> _SET PROBLEM_
Update the entries below by replacing "white island base" with "gray island base" everywhere it appears, leaving everything else unchanged. Omit the pictures from your answer.

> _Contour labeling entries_
______________________________
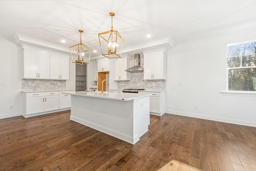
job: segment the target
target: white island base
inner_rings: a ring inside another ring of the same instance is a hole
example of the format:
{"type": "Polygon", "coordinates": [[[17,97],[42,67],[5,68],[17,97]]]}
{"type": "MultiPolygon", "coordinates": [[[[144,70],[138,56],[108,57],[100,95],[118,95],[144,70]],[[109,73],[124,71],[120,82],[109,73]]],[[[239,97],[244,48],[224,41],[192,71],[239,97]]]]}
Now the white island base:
______________________________
> _SOLUTION FOR THIS EXERCISE_
job: segment the target
target: gray island base
inner_rings: a ring inside another ring of the same instance is a hole
example of the format:
{"type": "Polygon", "coordinates": [[[17,97],[42,67],[5,68],[17,97]]]}
{"type": "MultiPolygon", "coordinates": [[[[144,70],[138,56],[108,57],[100,95],[118,95],[144,70]],[[109,73],[124,71],[120,82],[109,73]]],[[[239,97],[244,48],[224,41],[192,71],[239,97]]]]}
Now the gray island base:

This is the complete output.